**THE PROBLEM**
Report the lines of the data below that contain the string "figure".
[[ RECORDS FOR THE EXERCISE, beginning ]]
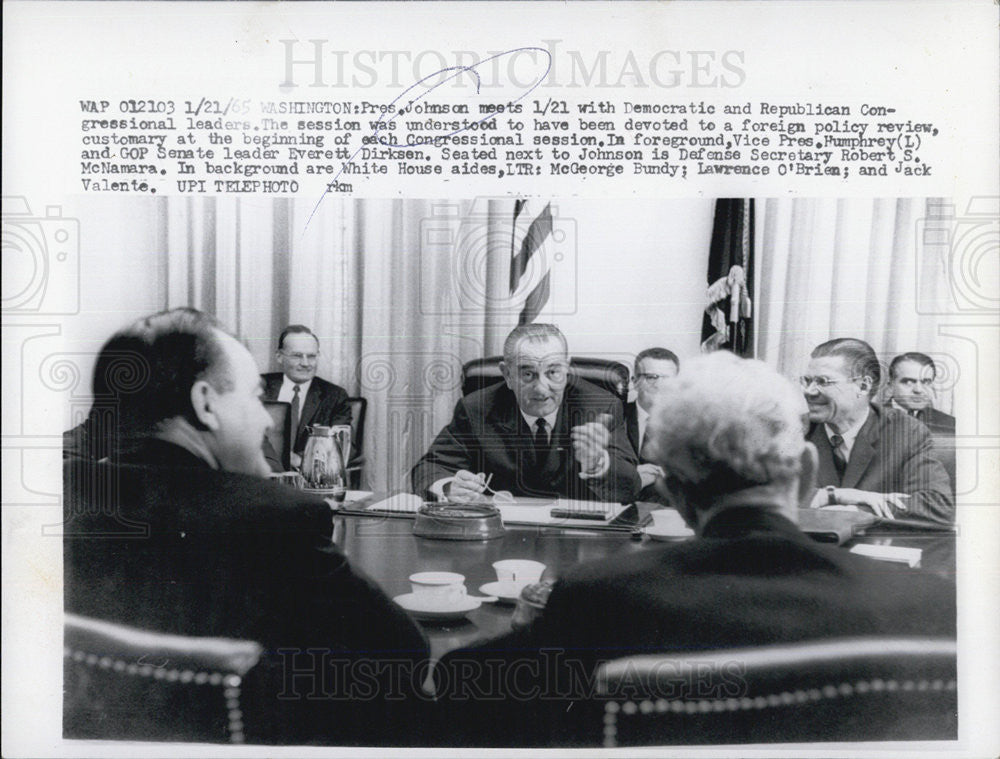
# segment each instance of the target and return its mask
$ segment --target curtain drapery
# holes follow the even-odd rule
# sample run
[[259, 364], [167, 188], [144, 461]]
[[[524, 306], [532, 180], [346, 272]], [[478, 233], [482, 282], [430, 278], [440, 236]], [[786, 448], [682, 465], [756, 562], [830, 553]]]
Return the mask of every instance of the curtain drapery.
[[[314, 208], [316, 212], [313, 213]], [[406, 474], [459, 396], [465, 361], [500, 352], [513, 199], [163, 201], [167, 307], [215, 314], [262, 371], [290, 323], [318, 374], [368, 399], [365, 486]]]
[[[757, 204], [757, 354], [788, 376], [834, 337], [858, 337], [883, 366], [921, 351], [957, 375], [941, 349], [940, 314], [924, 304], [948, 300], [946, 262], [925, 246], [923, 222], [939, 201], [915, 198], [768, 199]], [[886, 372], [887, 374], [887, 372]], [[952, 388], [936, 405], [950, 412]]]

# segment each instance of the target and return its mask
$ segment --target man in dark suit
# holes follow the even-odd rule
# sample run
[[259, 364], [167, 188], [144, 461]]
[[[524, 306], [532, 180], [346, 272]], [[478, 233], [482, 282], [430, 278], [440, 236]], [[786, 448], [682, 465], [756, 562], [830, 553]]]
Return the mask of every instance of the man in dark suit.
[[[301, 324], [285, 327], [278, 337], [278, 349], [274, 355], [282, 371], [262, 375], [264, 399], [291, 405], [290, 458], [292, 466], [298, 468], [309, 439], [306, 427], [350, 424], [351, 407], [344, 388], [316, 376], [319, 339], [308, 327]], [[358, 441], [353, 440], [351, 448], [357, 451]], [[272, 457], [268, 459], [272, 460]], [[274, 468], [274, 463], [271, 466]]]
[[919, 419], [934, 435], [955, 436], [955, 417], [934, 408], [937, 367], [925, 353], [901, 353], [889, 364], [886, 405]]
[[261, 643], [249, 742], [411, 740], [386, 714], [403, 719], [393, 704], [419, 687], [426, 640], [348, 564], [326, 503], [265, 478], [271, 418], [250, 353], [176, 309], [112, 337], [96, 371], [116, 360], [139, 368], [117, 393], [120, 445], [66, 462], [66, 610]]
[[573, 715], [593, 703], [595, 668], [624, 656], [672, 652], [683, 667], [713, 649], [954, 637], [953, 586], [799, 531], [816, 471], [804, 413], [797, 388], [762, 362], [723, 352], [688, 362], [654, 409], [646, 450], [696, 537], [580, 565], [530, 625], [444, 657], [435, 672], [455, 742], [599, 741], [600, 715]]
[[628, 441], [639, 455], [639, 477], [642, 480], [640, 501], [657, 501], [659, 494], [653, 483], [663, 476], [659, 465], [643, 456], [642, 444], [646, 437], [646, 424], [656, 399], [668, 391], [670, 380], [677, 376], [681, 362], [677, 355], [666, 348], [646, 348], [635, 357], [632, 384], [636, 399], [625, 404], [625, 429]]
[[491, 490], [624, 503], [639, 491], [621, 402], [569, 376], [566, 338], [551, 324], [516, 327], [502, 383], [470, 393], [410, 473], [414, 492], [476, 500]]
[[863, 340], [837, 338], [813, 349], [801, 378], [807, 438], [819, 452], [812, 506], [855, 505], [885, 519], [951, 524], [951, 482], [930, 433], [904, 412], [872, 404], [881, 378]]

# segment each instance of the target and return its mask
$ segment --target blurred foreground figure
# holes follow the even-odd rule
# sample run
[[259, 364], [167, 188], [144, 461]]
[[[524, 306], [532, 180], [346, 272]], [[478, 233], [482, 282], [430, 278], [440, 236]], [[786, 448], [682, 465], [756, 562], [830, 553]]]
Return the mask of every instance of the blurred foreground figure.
[[ RECORDS FOR THE EXERCISE, end ]]
[[ RECORDS FOR THE EXERCISE, beginning ]]
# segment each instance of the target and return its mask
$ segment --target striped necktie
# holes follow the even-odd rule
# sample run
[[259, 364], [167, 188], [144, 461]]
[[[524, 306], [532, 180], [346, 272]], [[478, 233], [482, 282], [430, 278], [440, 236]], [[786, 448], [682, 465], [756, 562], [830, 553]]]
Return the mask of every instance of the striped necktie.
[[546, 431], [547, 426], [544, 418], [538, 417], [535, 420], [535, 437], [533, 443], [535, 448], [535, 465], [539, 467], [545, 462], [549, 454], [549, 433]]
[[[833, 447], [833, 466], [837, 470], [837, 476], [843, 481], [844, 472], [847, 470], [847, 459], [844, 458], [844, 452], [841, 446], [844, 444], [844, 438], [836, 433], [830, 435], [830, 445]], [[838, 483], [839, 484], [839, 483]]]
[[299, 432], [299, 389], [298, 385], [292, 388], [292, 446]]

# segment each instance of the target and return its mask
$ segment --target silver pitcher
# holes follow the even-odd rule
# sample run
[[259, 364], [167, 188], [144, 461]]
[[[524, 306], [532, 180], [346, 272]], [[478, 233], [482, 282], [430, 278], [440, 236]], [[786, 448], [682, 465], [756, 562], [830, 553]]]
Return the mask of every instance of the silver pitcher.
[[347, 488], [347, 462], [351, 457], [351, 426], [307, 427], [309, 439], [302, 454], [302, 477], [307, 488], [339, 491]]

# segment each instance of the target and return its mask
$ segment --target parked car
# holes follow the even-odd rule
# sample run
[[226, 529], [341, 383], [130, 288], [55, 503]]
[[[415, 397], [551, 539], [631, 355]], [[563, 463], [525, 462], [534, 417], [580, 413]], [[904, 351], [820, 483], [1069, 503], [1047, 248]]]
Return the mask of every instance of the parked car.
[[ RECORDS FOR THE EXERCISE, end ]]
[[ RECORDS FOR THE EXERCISE, beginning ]]
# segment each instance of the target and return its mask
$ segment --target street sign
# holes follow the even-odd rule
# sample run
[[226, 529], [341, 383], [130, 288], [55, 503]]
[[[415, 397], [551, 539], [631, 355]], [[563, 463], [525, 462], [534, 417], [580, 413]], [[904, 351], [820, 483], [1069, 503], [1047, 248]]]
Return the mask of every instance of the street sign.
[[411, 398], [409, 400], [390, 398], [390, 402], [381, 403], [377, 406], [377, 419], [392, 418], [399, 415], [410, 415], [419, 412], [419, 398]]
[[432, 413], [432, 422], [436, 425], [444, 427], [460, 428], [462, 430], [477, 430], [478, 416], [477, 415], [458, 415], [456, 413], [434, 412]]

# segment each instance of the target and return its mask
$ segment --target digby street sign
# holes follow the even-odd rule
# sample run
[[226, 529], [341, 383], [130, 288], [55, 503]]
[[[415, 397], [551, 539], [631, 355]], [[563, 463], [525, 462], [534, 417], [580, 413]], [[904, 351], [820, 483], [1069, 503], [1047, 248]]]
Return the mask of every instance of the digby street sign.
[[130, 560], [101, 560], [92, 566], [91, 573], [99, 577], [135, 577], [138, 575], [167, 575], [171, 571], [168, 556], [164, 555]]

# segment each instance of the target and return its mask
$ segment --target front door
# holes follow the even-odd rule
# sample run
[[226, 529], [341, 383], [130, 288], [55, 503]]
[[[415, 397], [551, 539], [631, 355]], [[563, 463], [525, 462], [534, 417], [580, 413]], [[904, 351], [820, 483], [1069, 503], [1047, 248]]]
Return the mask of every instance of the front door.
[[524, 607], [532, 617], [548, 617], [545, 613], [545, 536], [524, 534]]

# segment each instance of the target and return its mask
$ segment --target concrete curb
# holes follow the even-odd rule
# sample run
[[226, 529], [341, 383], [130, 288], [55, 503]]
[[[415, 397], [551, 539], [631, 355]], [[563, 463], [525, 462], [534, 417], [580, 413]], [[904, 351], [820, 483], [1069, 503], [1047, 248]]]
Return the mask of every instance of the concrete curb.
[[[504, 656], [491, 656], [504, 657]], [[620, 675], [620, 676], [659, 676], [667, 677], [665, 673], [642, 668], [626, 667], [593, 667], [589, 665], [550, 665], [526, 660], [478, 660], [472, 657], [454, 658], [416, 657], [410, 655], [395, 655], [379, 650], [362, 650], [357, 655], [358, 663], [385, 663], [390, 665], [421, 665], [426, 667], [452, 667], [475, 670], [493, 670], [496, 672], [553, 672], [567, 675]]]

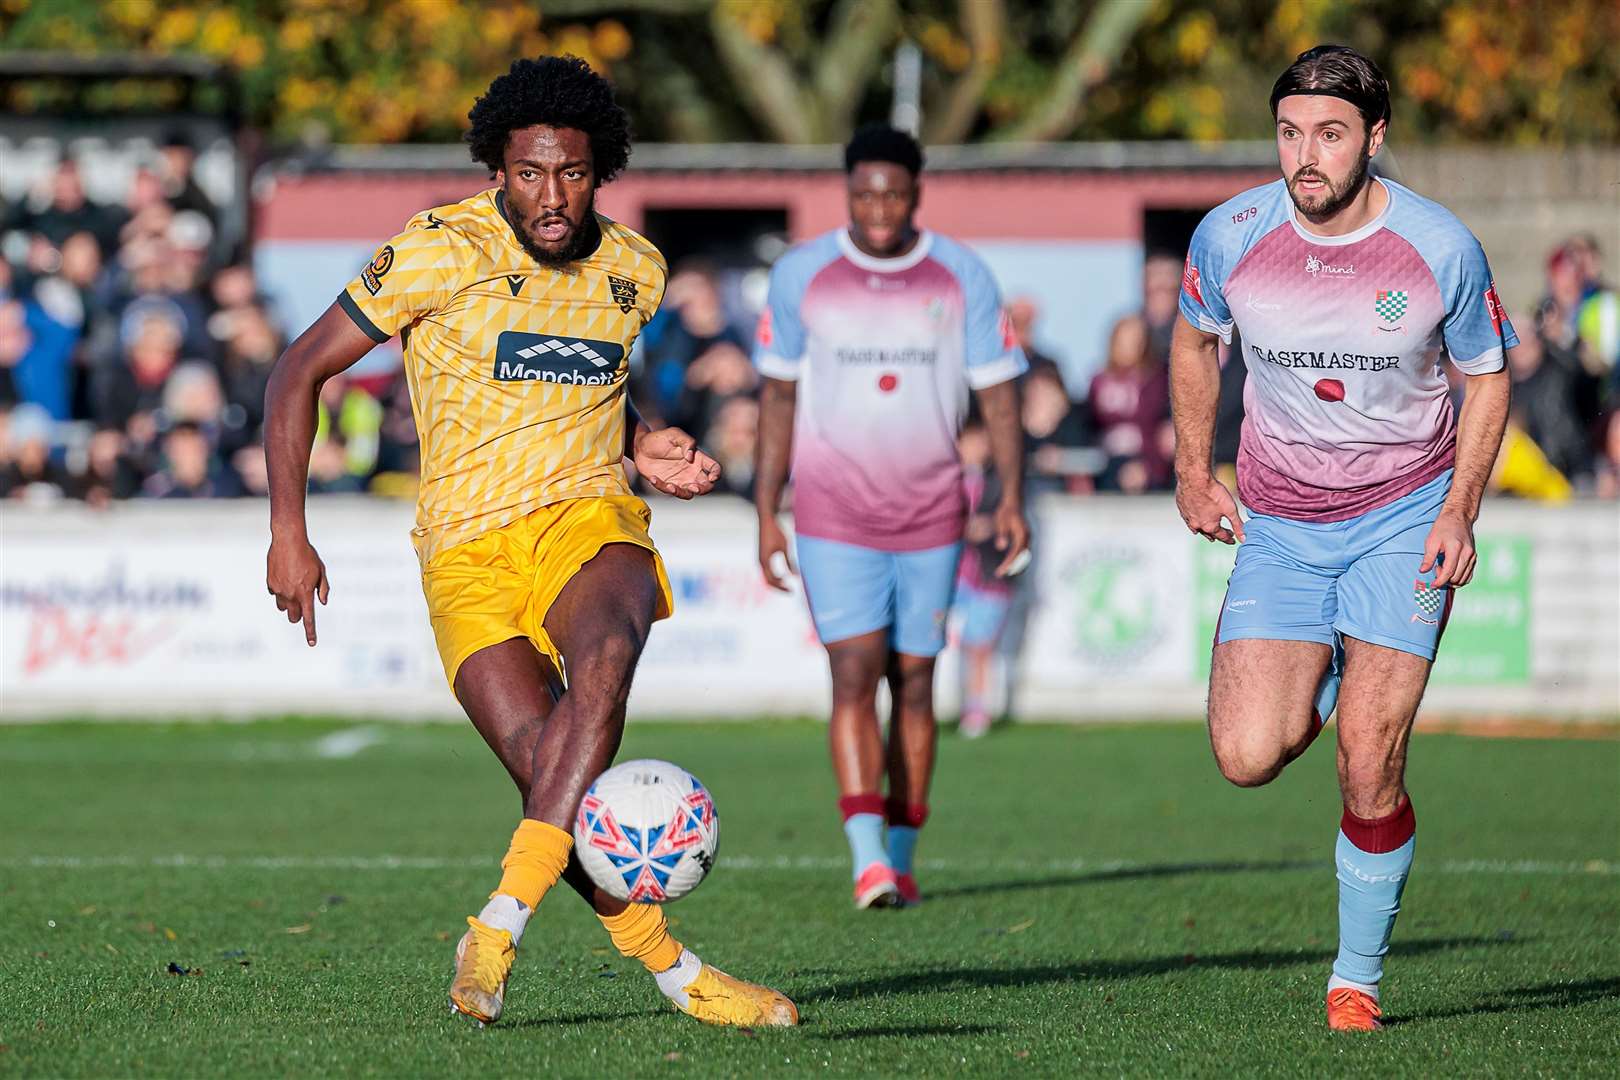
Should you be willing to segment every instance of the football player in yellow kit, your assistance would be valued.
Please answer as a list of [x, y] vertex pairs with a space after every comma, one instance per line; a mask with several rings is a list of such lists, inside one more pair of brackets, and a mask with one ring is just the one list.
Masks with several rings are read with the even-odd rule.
[[ RECORDS FOR THE EXERCISE, end ]]
**SOLUTION FOR THIS TASK**
$ segment --target blurred foreground figure
Return the mask of every instance of the blurred foreground figure.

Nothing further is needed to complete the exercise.